A woman uses a smartphone-like device to scan paper towels and add them to her mobile (self-checkout) cart
By Peter Ward | September 25, 2019

5 Tips to Prevent Shrinkage in the Age of Self-Checkout

How to get the most out of your personal shopping and self-checkout investments

As, you could probably tell from my last blog, I’m an advocate of self-service technologies. I’ve seen them have a dramatic effect with our retail customers in terms of improved sales, customer service and satisfaction, as well as increasing associate productivity. That is probably why personal shopping solutions (PSS) and self-checkout (SCO) systems are hitting their strides.

But, in my opinion, if such technologies are to be successful, stores need to embrace them fully.

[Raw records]

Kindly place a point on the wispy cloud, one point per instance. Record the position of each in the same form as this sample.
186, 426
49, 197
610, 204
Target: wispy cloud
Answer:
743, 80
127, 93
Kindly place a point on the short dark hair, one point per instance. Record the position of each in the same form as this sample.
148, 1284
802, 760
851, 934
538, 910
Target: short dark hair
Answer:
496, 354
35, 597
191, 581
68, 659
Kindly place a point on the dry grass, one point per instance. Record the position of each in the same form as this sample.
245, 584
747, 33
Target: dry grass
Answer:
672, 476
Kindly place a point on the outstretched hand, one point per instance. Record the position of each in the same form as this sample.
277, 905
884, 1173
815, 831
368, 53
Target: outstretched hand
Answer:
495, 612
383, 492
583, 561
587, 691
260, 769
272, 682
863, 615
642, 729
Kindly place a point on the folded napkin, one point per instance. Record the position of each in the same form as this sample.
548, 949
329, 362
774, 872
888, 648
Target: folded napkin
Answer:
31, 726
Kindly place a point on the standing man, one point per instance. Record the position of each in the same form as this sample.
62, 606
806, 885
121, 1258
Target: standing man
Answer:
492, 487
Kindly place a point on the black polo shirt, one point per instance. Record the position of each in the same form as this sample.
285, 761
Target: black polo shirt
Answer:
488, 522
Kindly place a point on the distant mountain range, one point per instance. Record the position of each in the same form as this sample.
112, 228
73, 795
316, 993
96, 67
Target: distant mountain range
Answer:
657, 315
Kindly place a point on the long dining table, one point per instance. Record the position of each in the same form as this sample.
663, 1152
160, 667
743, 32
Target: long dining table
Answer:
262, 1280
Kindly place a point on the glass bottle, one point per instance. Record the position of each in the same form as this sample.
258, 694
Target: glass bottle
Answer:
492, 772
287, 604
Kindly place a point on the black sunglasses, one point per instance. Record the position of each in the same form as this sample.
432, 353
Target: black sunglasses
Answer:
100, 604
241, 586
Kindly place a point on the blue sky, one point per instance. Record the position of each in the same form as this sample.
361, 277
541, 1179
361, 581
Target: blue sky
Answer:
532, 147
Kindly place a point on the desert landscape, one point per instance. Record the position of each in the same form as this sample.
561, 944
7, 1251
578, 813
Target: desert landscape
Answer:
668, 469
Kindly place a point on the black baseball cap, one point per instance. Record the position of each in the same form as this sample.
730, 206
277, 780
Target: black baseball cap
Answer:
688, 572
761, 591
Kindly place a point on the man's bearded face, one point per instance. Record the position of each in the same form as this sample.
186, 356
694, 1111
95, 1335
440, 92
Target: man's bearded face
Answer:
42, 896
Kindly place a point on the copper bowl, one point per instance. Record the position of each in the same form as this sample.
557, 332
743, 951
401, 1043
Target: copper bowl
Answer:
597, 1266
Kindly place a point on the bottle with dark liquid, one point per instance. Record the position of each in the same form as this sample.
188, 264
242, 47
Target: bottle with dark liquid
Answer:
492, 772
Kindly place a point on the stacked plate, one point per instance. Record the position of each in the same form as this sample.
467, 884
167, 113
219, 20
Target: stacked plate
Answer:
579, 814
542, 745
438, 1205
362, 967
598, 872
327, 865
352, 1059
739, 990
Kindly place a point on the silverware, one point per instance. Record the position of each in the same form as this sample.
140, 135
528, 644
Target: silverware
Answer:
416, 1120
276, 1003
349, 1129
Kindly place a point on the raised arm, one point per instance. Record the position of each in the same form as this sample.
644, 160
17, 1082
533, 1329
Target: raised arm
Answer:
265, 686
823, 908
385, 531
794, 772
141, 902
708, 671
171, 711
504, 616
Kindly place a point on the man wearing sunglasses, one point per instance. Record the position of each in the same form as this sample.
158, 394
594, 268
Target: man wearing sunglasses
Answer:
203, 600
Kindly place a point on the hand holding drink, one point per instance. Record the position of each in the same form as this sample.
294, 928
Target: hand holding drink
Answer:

# [Given problem]
Pick up the blog post on preventing shrinkage with self-checkout and write its next part, starting after its last sentence.

# [In response]
 The retailers who are getting the most from their PSS and SCO systems create project groups involving HR teams, loss prevention, marketing and operations. I also cannot emphasise enough how important it is to also secure senior level sponsorship. Once the technology is seen as being genuinely supported by the business and valuable to associates, and that supporting PSS and SCO initiatives is a job reserved for only the best team members, key performance indicators (KPIs) can be achieved – or exceeded.

However, as I also noted in my last blog, you or someone in your project group may still be weighing the risks versus benefits of offering the shop-and-scan experience in your stores. On the one hand, PSS and SCO can move customers out the door faster, providing the frictionless experience they expect in the 'now economy. On the other hand, you fear that speedy, self-managed checkout experience could lead to shrinkage – either from a customer accidentally or intentionally not scanning an item. But rest assured that, after 25 years of testing and refining PSS and SCO technologies, we’ve identified more than a few strategies to help minimise losses.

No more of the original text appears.